Но в любом случае перед исследователем былин встает вопрос – является ли христианская составляющая былин их почвой, изначальной основой русского эпоса, или наслоением. Иными словами, кто же прав в оценке религиозной подоплеки наших богатырских преданий – православные публицисты современной России или православные ученые Российской империи?

Тут для начала надо решить – правомерна ли сама постановка вопроса, бывает ли так, чтоб языческие по происхождению предания усваивались, ассимилировались христианским сознанием Средневековья?

Такие примеры немедленно обнаруживаются в Западной Европе. Это, в первую очередь, британский круг сказаний о короле Артуре, в котором полулегендарный король предстает идеальным католическим государем, его рыцари – добрыми христианами. А между тем стоит обратиться к житиям британских святых, современников «короля былого и грядущего» – Гильдаса, Кадока, Карантока и Падарна, – как образ благочестивого правителя, несшего в битве «на своих плечах крест господа нашего Иисуса Христа», постоянно внимающего епископу Кентерберийскому и рассылающему рыцарей на поиски чаши с кровью Христа, рассеивается, как дым. На его место встает совсем другой Артур (поневоле вспоминается, что имя это означает – Медведь). В житиях король предстает язычником, заклятым врагом церкви, разорителем монастырей.

УСЛОВИЕ ЗАДАНИЯ :: Перепишите из фрагмента о былинах без изменений отрывок от слов «Тут для начала» до слов «христианским сознанием Средневековья?» включительно. Следующие далее строки не имеют отношения к фрагменту о былинах.

ИСХОДНЫЕ СТРОКИ ::

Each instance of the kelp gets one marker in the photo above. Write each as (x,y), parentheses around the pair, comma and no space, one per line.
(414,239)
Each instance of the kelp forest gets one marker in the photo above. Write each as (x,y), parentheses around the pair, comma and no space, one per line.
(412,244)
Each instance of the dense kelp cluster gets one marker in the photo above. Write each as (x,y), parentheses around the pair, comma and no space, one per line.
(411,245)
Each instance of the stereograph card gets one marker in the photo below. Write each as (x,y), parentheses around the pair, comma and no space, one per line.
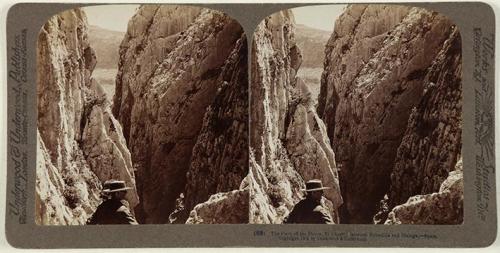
(254,125)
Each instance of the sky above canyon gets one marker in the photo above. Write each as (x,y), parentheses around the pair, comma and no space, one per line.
(321,17)
(112,17)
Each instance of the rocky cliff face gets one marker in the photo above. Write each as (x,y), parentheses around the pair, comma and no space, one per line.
(445,206)
(288,140)
(381,64)
(176,71)
(431,145)
(80,143)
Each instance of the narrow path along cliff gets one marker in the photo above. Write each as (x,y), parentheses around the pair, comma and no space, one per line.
(175,131)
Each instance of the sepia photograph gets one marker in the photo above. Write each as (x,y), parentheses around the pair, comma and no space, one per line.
(142,117)
(356,117)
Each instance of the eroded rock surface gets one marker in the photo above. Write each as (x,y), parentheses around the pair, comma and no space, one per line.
(80,144)
(440,208)
(288,140)
(222,208)
(376,65)
(170,68)
(432,143)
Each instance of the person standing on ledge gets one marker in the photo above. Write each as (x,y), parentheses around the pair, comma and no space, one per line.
(311,210)
(115,209)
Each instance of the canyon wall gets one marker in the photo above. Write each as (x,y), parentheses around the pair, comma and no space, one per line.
(179,66)
(390,98)
(288,140)
(80,143)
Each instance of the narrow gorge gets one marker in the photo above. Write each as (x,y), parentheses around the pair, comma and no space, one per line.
(203,134)
(175,130)
(391,100)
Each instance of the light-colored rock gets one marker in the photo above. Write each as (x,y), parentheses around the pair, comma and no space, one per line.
(441,208)
(222,208)
(170,63)
(375,66)
(432,142)
(288,140)
(77,151)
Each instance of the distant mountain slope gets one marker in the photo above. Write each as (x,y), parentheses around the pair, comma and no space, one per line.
(106,44)
(312,44)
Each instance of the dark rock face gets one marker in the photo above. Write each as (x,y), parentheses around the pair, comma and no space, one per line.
(432,143)
(377,66)
(288,140)
(443,207)
(80,143)
(220,156)
(170,65)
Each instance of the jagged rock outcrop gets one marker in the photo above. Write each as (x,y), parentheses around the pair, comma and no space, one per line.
(219,160)
(170,68)
(444,207)
(376,65)
(80,144)
(288,140)
(222,208)
(432,142)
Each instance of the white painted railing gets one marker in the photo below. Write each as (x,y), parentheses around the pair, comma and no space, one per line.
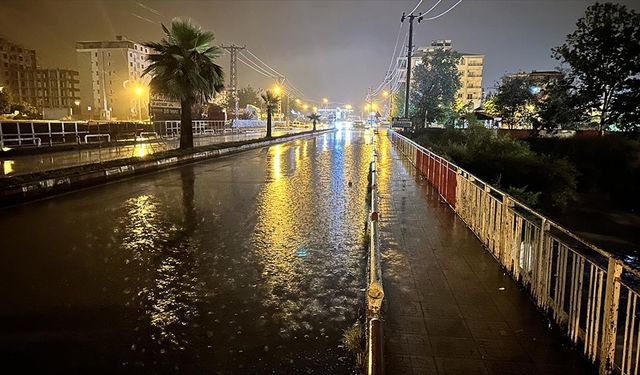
(588,292)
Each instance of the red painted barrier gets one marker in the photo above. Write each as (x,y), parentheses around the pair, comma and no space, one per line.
(440,173)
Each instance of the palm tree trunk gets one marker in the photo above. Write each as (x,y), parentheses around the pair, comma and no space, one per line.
(268,123)
(186,124)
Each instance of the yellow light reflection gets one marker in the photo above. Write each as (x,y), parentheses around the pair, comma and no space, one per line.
(7,167)
(276,167)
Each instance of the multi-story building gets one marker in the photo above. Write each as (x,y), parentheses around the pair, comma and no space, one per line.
(48,88)
(470,68)
(51,91)
(13,58)
(111,82)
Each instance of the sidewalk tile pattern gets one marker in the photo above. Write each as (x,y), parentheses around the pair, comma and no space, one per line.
(449,307)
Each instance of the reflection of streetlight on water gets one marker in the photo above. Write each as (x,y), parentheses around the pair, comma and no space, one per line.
(138,90)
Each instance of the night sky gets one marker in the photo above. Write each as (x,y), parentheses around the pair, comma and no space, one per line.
(326,48)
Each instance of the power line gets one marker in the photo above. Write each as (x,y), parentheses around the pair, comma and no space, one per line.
(445,12)
(270,68)
(416,7)
(434,5)
(250,66)
(233,72)
(256,67)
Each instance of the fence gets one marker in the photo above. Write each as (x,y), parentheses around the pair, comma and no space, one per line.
(200,127)
(19,133)
(375,290)
(589,293)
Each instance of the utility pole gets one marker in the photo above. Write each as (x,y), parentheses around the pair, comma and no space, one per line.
(390,112)
(411,17)
(233,73)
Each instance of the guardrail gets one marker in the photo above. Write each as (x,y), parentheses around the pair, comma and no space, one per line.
(588,292)
(38,132)
(375,290)
(200,127)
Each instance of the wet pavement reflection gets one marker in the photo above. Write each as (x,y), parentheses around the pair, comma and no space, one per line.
(17,165)
(248,264)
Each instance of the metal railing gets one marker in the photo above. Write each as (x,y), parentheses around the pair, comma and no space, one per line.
(588,292)
(375,291)
(20,132)
(200,127)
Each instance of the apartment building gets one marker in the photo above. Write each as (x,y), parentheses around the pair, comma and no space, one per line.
(470,68)
(111,82)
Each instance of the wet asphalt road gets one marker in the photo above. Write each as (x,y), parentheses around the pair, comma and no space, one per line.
(252,263)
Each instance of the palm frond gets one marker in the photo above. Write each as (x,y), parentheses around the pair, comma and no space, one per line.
(182,65)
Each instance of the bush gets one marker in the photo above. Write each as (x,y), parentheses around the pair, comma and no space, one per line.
(543,182)
(608,165)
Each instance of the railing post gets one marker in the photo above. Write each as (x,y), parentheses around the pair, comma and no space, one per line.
(610,320)
(542,268)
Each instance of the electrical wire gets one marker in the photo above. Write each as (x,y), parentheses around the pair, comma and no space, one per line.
(249,65)
(264,71)
(443,13)
(416,7)
(270,68)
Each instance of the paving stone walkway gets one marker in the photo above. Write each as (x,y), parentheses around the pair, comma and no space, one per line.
(450,309)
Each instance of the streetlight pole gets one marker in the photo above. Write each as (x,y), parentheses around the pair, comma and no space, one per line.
(411,17)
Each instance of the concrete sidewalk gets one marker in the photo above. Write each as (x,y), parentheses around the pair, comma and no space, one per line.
(450,309)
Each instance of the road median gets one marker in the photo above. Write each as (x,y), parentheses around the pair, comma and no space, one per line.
(23,188)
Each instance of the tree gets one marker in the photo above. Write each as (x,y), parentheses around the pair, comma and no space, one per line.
(436,82)
(557,105)
(604,55)
(25,111)
(271,101)
(5,101)
(515,100)
(625,109)
(397,109)
(314,117)
(183,68)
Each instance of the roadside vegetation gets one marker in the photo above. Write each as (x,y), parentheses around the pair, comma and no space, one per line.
(535,179)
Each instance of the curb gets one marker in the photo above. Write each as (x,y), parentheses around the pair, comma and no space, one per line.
(38,189)
(375,290)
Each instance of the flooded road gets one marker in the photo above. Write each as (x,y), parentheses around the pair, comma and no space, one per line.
(25,164)
(247,264)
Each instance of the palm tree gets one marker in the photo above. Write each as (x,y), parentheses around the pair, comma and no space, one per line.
(183,69)
(271,101)
(315,118)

ОТВЕТ К ЗАДАНИЮ ::
Тут для начала надо решить – правомерна ли сама постановка вопроса, бывает ли так, чтоб языческие по происхождению предания усваивались, ассимилировались христианским сознанием Средневековья?